Natural-language object grounding data:

------------------------------------------------

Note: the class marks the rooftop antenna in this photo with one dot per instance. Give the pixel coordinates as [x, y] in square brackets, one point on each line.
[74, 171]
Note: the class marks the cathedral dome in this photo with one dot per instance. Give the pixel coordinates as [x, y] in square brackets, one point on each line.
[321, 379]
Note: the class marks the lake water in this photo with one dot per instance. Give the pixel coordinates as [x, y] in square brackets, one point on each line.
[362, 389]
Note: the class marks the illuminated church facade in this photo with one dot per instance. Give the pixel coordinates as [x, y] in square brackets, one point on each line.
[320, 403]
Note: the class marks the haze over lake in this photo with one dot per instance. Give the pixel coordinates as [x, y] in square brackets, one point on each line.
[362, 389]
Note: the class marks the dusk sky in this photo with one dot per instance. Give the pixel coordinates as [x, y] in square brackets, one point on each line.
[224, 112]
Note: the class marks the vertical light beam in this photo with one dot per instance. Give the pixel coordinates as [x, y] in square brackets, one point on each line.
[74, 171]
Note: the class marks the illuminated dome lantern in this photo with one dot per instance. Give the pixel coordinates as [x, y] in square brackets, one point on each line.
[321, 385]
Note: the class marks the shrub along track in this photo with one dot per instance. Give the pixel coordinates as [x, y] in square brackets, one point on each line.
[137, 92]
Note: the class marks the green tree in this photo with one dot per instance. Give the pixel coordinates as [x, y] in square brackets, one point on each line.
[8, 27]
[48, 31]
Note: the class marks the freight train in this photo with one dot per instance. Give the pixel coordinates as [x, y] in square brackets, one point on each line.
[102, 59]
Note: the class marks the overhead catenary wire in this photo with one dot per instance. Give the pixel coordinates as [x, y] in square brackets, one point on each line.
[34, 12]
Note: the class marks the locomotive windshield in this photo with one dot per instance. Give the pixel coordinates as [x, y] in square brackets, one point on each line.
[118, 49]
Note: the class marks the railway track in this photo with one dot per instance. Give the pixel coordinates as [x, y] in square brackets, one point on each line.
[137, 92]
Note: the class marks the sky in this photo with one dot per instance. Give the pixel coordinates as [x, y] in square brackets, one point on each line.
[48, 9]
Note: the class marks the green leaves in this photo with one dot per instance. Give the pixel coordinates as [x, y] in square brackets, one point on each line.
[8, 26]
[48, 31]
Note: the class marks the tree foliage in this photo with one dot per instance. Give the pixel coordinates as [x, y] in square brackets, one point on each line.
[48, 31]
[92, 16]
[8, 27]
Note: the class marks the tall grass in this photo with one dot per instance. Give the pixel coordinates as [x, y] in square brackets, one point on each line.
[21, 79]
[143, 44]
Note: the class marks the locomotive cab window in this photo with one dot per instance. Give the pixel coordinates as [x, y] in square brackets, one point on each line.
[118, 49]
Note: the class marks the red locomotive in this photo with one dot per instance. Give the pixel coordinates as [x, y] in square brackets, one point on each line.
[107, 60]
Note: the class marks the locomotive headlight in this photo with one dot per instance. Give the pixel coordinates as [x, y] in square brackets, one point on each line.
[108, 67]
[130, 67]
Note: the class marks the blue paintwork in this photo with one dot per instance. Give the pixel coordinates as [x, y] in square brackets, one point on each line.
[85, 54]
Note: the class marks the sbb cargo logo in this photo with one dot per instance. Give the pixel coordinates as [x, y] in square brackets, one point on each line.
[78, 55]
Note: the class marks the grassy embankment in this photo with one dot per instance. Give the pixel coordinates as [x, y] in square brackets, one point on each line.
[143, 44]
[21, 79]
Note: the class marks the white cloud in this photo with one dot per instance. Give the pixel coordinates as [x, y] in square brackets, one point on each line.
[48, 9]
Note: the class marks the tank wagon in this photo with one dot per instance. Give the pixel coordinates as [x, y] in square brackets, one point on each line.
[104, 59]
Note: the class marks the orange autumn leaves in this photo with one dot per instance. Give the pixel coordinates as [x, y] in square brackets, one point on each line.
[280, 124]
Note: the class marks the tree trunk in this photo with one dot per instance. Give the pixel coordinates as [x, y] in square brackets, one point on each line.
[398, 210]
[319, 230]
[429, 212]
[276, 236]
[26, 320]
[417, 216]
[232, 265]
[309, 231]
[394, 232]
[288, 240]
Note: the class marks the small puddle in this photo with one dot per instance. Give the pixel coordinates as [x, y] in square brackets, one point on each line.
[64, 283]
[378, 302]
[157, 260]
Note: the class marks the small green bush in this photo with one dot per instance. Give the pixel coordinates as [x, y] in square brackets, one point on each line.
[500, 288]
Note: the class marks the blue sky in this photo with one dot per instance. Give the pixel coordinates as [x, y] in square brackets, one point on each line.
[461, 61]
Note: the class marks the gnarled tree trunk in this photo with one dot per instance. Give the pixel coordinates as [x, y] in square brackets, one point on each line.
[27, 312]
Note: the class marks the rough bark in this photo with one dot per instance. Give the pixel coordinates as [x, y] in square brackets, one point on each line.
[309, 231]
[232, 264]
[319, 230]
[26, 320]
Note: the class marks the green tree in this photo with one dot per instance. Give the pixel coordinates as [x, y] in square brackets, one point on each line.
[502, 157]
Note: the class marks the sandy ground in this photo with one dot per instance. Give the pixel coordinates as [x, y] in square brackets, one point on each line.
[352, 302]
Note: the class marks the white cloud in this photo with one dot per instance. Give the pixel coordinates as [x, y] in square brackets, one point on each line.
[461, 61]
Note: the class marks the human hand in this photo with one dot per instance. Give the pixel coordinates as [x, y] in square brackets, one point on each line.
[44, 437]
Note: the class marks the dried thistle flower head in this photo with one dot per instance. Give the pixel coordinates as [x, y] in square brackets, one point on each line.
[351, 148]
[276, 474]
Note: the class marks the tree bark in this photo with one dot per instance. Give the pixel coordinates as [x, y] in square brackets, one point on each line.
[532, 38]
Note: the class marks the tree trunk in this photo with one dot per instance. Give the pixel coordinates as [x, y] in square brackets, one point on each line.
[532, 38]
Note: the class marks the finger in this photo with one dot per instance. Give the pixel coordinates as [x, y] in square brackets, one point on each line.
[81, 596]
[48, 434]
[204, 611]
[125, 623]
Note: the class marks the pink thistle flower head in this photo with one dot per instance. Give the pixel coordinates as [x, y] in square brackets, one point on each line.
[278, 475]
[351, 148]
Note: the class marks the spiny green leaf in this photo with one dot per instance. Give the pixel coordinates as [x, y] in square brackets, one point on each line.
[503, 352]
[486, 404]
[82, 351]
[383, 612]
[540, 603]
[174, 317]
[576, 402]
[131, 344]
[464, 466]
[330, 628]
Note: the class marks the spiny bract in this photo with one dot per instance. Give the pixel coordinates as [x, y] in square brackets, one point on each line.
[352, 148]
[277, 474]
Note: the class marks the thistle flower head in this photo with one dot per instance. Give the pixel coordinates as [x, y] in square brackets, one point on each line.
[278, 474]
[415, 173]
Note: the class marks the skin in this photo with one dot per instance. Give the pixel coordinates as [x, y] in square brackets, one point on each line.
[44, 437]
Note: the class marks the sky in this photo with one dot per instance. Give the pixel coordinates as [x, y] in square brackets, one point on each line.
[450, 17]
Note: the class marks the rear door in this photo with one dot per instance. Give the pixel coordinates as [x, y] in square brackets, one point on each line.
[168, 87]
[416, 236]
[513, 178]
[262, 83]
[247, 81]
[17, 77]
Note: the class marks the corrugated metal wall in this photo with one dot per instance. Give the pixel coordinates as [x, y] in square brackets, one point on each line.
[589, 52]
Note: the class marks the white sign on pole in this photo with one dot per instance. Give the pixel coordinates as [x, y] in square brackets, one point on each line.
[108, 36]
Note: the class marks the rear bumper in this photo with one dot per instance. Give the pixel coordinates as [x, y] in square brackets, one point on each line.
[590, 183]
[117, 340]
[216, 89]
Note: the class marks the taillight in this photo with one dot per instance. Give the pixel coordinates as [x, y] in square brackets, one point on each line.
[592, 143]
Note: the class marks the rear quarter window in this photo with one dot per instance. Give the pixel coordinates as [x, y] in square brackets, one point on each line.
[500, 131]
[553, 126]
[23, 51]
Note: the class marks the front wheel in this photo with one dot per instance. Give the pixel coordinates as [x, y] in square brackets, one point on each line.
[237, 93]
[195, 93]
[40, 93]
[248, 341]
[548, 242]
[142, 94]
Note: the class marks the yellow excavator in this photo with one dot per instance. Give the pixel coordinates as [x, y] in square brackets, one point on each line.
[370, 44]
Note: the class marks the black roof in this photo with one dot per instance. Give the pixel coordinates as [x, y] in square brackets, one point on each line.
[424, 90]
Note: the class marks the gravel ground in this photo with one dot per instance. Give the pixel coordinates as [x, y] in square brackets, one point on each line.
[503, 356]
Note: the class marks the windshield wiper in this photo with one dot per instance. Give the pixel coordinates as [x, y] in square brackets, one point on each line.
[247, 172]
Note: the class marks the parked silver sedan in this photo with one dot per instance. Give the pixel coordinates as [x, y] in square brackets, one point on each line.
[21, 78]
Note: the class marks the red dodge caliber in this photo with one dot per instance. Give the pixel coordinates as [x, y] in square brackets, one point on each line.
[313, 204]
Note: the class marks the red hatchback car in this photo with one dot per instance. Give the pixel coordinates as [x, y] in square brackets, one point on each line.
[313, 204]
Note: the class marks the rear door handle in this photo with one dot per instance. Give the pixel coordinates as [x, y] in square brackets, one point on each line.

------------------------------------------------

Your answer must be the line with "Note: the class marks the yellow" and all lines after it through the final line of the entries, copied exactly and with nothing added.

◆ **Task output**:
Note: the class marks the yellow excavator in this photo with one dot per instance. Give the pixel coordinates as [x, y] in square brackets, one point on each line.
[370, 44]
Note: the class marks the black roof in this photo with one dot per instance. Give the pixel coordinates as [x, y] in square brackets, one point on each line.
[424, 90]
Note: the class marks the gravel ground in this photo with one dot per instance. Give the pixel coordinates as [x, y] in square brackets, one point on each line.
[503, 356]
Note: the class marks the windshield wiper in this photo with one dot per instance. Give the pixel coordinates as [x, y] in square brackets, one point on each line.
[247, 172]
Note: the class marks the parked silver sedan in this photo with one dot per instance. Give the pixel coordinates as [x, y] in square brackets, one point on each line.
[21, 78]
Note: the class marks the red dodge caliber in this photo with one dot per instance. Give the pixel coordinates as [x, y] in square brackets, one point on each line.
[313, 204]
Note: the class marks the red hatchback car in this photo with one dot per instance. Give the pixel coordinates as [x, y] in square brackets, one point on each line.
[313, 204]
Note: the class marks the rear door handle in this photo with one dot per instance. Give the pixel coordinates as [x, y] in square brackets, one point on each line.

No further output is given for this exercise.